▸ Task to carry out: State how many lines of the records below contain the string "building", treating case as significant. Reply with the number alone.

Stored dataset items
# # #

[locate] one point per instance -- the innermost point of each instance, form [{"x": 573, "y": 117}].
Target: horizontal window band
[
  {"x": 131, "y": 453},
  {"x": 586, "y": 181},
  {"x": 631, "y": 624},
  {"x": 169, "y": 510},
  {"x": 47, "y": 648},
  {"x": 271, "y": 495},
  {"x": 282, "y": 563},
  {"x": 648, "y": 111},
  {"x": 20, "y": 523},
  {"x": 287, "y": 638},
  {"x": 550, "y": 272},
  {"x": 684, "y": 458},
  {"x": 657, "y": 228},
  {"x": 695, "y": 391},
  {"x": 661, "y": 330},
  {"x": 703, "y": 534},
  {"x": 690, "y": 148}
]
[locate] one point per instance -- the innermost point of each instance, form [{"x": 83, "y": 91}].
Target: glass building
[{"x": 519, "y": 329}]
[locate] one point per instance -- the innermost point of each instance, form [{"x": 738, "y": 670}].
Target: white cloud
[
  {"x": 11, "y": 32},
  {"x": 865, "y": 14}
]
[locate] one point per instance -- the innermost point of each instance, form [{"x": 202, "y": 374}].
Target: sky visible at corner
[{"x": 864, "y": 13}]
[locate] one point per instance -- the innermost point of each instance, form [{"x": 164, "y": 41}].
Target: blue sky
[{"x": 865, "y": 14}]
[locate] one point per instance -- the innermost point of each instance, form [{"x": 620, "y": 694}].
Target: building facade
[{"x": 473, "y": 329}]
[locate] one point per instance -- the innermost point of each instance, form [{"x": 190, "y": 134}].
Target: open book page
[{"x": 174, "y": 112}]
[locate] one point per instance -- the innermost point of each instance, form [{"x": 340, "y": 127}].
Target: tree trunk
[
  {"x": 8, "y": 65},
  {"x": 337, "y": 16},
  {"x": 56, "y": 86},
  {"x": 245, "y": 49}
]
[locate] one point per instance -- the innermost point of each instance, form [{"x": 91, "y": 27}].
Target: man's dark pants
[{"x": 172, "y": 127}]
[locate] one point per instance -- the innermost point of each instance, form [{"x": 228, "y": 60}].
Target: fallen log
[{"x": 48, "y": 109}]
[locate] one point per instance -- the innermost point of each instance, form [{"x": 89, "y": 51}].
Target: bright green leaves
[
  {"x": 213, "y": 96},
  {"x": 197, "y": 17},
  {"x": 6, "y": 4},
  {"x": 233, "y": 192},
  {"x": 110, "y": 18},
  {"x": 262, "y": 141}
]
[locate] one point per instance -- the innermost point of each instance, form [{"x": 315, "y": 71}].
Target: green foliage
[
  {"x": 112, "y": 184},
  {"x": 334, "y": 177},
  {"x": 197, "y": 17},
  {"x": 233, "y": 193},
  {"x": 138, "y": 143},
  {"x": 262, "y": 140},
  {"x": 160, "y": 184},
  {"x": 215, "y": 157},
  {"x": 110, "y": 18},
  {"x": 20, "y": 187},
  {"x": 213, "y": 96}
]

# # #

▸ Correct response: 2